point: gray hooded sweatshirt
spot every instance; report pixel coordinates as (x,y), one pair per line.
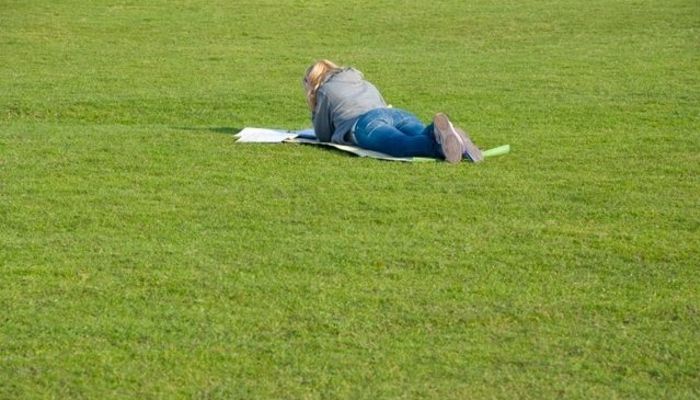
(342,98)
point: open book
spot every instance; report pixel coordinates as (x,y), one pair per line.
(266,135)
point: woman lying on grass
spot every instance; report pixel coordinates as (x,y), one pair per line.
(347,109)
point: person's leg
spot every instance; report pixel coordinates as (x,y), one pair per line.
(377,130)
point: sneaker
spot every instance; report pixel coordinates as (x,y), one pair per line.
(446,136)
(471,152)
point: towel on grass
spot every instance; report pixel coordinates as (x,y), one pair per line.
(307,136)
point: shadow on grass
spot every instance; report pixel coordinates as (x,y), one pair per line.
(222,129)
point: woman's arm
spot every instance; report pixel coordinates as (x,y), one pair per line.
(321,117)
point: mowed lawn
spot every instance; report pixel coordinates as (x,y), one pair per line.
(144,254)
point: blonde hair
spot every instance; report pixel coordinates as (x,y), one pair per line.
(315,76)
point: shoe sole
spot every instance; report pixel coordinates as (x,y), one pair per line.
(473,152)
(449,140)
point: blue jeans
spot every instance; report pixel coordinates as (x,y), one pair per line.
(396,132)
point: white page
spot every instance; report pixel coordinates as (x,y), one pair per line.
(264,135)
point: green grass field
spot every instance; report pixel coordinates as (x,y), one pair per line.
(143,254)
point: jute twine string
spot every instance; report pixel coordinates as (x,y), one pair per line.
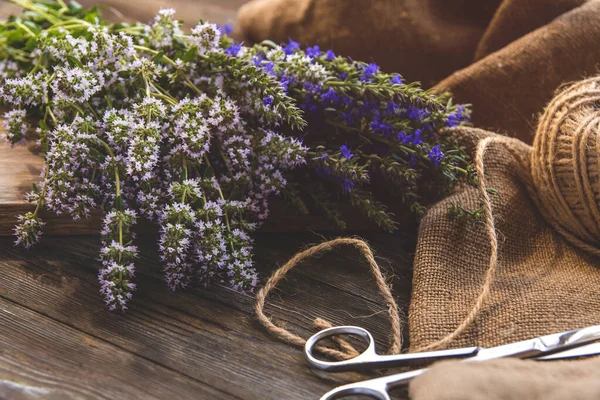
(561,172)
(346,349)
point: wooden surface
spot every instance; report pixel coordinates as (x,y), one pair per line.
(20,167)
(58,341)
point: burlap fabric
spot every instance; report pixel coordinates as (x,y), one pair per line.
(542,283)
(513,55)
(505,57)
(509,380)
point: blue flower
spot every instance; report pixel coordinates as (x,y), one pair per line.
(416,139)
(435,155)
(285,82)
(381,127)
(330,96)
(268,67)
(369,71)
(391,107)
(267,101)
(234,49)
(456,118)
(346,152)
(226,29)
(348,117)
(313,52)
(291,47)
(396,80)
(416,113)
(347,184)
(258,59)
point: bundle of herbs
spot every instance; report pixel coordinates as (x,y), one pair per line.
(197,133)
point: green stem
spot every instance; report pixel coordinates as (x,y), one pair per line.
(220,195)
(31,7)
(155,52)
(43,194)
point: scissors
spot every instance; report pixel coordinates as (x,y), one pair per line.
(575,343)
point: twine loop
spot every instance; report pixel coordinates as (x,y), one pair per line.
(561,173)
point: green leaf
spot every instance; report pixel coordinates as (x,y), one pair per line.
(73,62)
(74,6)
(35,28)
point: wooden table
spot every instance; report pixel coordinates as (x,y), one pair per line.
(58,341)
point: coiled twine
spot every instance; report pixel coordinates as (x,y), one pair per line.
(565,164)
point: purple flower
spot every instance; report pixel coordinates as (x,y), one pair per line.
(117,259)
(29,230)
(313,52)
(435,155)
(234,49)
(291,47)
(330,96)
(456,118)
(381,127)
(369,71)
(268,68)
(396,80)
(346,152)
(267,101)
(349,117)
(226,29)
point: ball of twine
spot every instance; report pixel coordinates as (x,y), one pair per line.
(565,164)
(561,172)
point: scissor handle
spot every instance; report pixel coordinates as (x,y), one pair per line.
(377,388)
(342,365)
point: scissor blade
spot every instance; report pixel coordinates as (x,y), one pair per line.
(587,350)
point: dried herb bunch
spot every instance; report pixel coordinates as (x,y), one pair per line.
(197,133)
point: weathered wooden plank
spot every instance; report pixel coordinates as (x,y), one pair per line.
(208,335)
(41,357)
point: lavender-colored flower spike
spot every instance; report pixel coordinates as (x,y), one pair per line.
(29,230)
(117,256)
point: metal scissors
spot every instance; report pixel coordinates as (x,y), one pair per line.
(575,343)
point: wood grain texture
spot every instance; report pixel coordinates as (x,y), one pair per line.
(20,167)
(57,340)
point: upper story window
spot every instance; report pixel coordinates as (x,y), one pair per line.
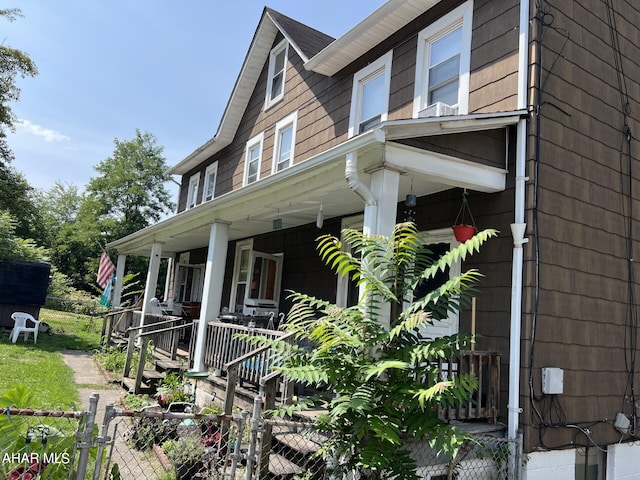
(277,70)
(370,95)
(210,176)
(443,64)
(253,159)
(285,142)
(192,195)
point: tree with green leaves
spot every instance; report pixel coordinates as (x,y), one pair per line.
(130,193)
(13,64)
(382,386)
(14,247)
(17,198)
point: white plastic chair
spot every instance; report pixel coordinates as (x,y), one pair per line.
(20,326)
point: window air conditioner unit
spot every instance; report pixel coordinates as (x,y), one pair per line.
(438,109)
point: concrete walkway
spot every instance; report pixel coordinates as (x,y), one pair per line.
(90,380)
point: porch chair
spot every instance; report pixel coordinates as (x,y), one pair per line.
(20,326)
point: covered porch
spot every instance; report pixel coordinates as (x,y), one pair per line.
(361,183)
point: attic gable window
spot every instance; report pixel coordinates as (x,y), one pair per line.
(370,95)
(443,64)
(210,176)
(285,142)
(253,159)
(192,195)
(277,70)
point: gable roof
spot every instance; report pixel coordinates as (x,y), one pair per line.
(305,40)
(386,20)
(319,52)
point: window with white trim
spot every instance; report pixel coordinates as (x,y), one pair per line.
(253,159)
(239,290)
(256,275)
(210,176)
(192,195)
(285,142)
(370,95)
(277,71)
(443,63)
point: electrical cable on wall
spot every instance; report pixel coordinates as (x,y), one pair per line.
(547,409)
(626,168)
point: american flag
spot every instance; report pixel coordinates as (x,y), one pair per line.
(105,270)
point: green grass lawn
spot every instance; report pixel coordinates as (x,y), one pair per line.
(40,367)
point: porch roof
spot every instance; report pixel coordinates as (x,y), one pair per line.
(295,194)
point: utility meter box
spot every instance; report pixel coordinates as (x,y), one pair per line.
(552,380)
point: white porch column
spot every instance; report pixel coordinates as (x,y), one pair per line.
(380,219)
(212,291)
(117,288)
(167,282)
(152,279)
(385,184)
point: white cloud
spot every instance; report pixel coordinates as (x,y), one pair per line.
(46,133)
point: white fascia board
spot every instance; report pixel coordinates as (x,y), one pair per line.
(424,127)
(383,22)
(446,169)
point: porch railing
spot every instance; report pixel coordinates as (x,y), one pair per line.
(222,347)
(118,320)
(484,403)
(164,330)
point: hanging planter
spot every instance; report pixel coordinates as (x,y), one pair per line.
(463,230)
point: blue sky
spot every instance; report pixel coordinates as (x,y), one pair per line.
(109,67)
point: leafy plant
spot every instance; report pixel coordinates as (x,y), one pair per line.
(172,389)
(379,373)
(149,431)
(186,455)
(17,437)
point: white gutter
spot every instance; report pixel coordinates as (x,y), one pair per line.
(518,229)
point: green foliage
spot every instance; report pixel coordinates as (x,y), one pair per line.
(185,450)
(172,389)
(149,431)
(12,247)
(137,402)
(13,64)
(129,192)
(16,436)
(383,384)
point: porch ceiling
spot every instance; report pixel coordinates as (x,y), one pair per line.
(295,194)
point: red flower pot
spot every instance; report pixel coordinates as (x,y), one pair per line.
(463,232)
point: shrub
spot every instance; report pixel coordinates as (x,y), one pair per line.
(378,372)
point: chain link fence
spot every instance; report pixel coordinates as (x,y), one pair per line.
(484,457)
(163,445)
(39,443)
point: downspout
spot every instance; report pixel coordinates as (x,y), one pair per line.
(354,182)
(518,229)
(360,189)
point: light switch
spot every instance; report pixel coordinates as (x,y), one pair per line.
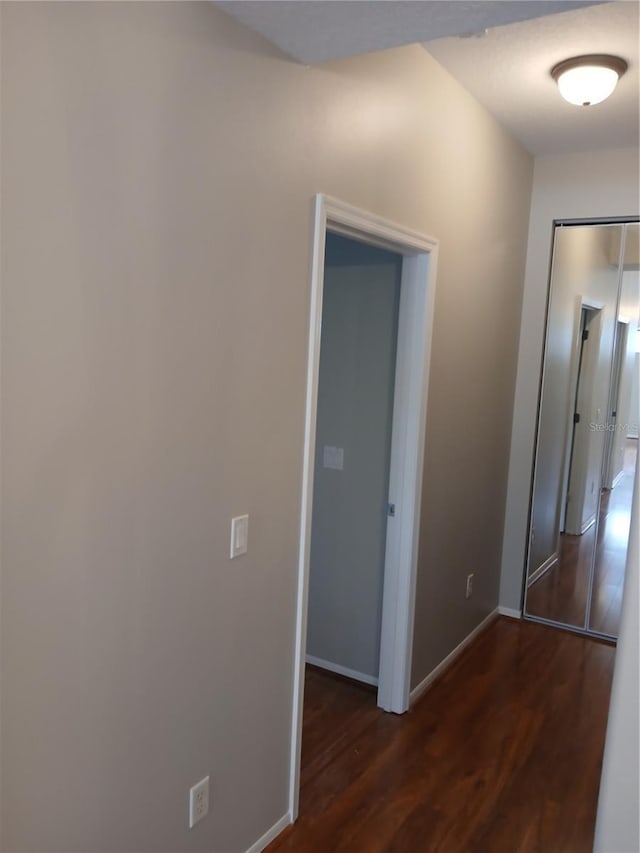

■ ■ ■ ■ ■

What is being asked => Copy out all the entries exactly. Images stay out of the copy.

Result of this task =>
point: gray hooded sweatshirt
spot every instance; report pixel coordinates as (x,y), one pair per line.
(342,98)
point: open book
spot every instance; report pixel coordinates as (x,y), one pair per line.
(266,135)
point: woman lying on grass
spot every instance; report pixel coordinates as (x,y), one pair per line.
(347,109)
point: person's leg
spot every instance; report pixel coordinates as (x,y), one pair per line.
(377,130)
point: sneaker
spot every instance; report pixel coordinates as (x,y), one pair per line.
(446,136)
(471,152)
point: towel on grass
spot every instance; report pixel coordinates as (x,y), one pair per line.
(307,136)
point: shadow on grass
spot every instance; report pixel coordinates as (x,y), one pair per line.
(222,129)
point: woman's arm
spot every instance; report pixel coordinates as (x,y), one pair per line.
(321,117)
point: mowed lawn
spot every instance; report pixel coordinates as (x,y), one pair per line.
(144,254)
point: blonde hair
spot every instance; report pixel coordinates as (x,y), one pair per line.
(315,76)
point: shoe sole
spot every instance; report pixel coordinates as (x,y), one pair per line.
(473,152)
(449,140)
point: blue jeans
spot every instance; report pixel coordinates as (x,y), one pair per line.
(396,132)
point: white page
spot every instance; report pixel coordinates as (x,y), one pair per line.
(264,135)
point: green grass field
spot every instance; report pixel coordinates as (x,y), one pair per line.
(143,254)
point: jute twine string
spot every instance; report pixel coordinates as (x,y), one pair per line.
(561,172)
(346,349)
point: wooden surface
spot every instance; report pixel coordinates as (x,y), one pair per line.
(20,167)
(58,341)
point: burlap fabric
spot every instance; report pixel coordinates as (x,y), one pair per line.
(542,283)
(513,55)
(505,57)
(509,380)
point: blue flower
spot every instance; report pixel coordinates as (x,y), one pair per line.
(416,139)
(435,155)
(285,82)
(381,127)
(330,96)
(268,67)
(369,71)
(391,107)
(267,101)
(234,49)
(456,118)
(346,152)
(226,29)
(348,117)
(313,52)
(291,47)
(396,80)
(416,113)
(347,184)
(258,59)
point: bundle of herbs
spot every instance; report pixel coordinates as (x,y), one pair per line.
(197,133)
point: green stem
spot every instance; report pixel coordinates as (x,y), one pair per line.
(220,195)
(31,7)
(155,52)
(43,194)
point: scissors
spot every instance; report pixel coordinates as (x,y), one pair per line.
(575,343)
point: twine loop
spot every instance; report pixel coordinates as (x,y), one pair per line.
(561,173)
point: green leaf
spot every instance; report pixel coordinates as (x,y), one pair per line.
(73,62)
(74,6)
(35,28)
point: wooden table
spot every instance; report pixel coordinates as (x,y), one pair per line.
(58,341)
point: coiled twine
spot every instance; report pixel coordinates as (x,y), one pair per line.
(565,164)
point: purple flower
spot every instance; report pixel coordinates as (x,y), one pair per line.
(117,259)
(29,230)
(313,52)
(435,155)
(234,49)
(291,47)
(330,96)
(456,118)
(381,127)
(369,71)
(268,68)
(396,80)
(346,152)
(267,101)
(349,117)
(226,29)
point: ball of twine
spot every instance; report pixel coordinates as (x,y), one pair per line.
(565,164)
(561,172)
point: scissor handle
spot every instance; report pixel coordinates as (x,y), one pair per line.
(377,388)
(342,365)
point: scissor blade
spot every instance; report pixel coordinates as (x,y), one pair per line.
(587,350)
point: dried herb bunch
spot every instance; report pixel coordinates as (x,y), one pair per line.
(197,133)
point: weathered wooden plank
spot every instance; report pixel coordinates as (x,y), one pair per line.
(208,335)
(41,357)
point: lavender-colored flower spike
spot every instance; report pixel coordinates as (x,y), one pair per line.
(29,230)
(117,256)
point: metal scissors
spot every instance; report pixel coordinates as (x,y), one pair per line.
(575,343)
point: wood grain texture
spot every instance; report pixel coordinates as (x,y), one pair per line.
(20,167)
(57,340)
point: upper story window
spot every instance; report pixel coordinates as (x,y), one pair per line.
(277,70)
(370,95)
(210,176)
(443,64)
(253,159)
(285,142)
(192,195)
point: tree with green leaves
spot every instance; report pixel coordinates as (x,y), one pair per line.
(130,193)
(13,64)
(382,386)
(14,247)
(17,198)
point: white plastic chair
spot every instance; report pixel coordinates as (x,y), one pair per line.
(20,326)
point: window air conditioner unit
spot every instance; report pixel coordinates as (x,y), one pair per line.
(438,109)
point: concrete walkway
spot every instance; report pixel coordinates as (x,y), one pair per line.
(90,380)
point: porch chair
spot every instance; report pixel coordinates as (x,y), one pair per line.
(20,326)
point: covered porch
spot every instance; report pixel coordinates as (x,y), one pair per line.
(361,183)
point: attic gable window
spot every instance; report pixel coordinates as (x,y), one pair per line.
(370,95)
(443,64)
(210,176)
(285,142)
(253,159)
(192,195)
(277,70)
point: gable roof
spot every instance; report pixel coordinates as (x,y), one pair per line.
(305,40)
(386,20)
(319,52)
point: window with white trim
spot every instance; report pixel coordinates as (x,y), one pair per line.
(253,159)
(239,290)
(256,275)
(210,176)
(192,195)
(285,142)
(370,95)
(277,71)
(443,63)
point: electrical cable on wall
spot every instance; report pixel coordinates as (x,y), one pair per line.
(547,409)
(626,168)
point: american flag
spot every instance; report pixel coordinates as (x,y), one pair per line.
(105,270)
point: green grass lawn
spot every instance; report pixel coordinates as (x,y), one pair per line.
(40,367)
point: porch roof
spot every instance; report pixel coordinates as (x,y), one pair per line.
(295,194)
point: utility meter box
spot every instance; report pixel coordinates as (x,y), one pair per line.
(552,380)
point: white porch column
spot every instance; report pixel coordinates as (x,y), one pair per line.
(380,219)
(212,291)
(117,288)
(167,282)
(152,279)
(385,184)
point: white cloud
spot every instance; report pixel coordinates as (x,y), one pair per line.
(46,133)
point: white fascia board
spot every instance; report pixel coordinates as (x,y), one pair per line.
(424,127)
(383,22)
(446,169)
point: porch railing
spot every instance; report pixel coordinates as (x,y), one pair per line.
(222,347)
(118,320)
(484,403)
(164,330)
point: hanging planter
spot every instance; report pixel coordinates as (x,y), one pair per line.
(463,230)
point: blue sky
spot every instance; report pixel coordinates as (x,y), one pair per line.
(109,67)
point: leafy plant
spot every instance; report pixel coordinates as (x,y), one pair per line.
(172,389)
(379,373)
(149,431)
(186,455)
(17,437)
point: white gutter
spot every instance; report pixel coordinates as (x,y), one pair per line.
(518,229)
point: green foliage
spot every instance; report pixel coordinates as (x,y), one pair per line.
(185,450)
(172,389)
(149,431)
(12,247)
(137,402)
(13,64)
(129,192)
(16,436)
(383,384)
point: porch ceiling
spot every instance; report pixel coordinates as (x,y), one pair per line.
(295,194)
point: red flower pot
spot every instance; report pixel coordinates as (x,y), one pair per line.
(463,232)
point: shrub
spot every instance; report pixel coordinates as (x,y), one pair per line.
(378,372)
point: chain link fence
spot every instance; report pixel coordinates as (x,y), one pair per line.
(484,457)
(163,445)
(39,443)
point: downspout
spot every instance; report pixel coordinates as (x,y), one pair per line.
(354,182)
(518,229)
(360,189)
point: light switch
spot every instance; report pixel coordinates as (x,y), one pair per line.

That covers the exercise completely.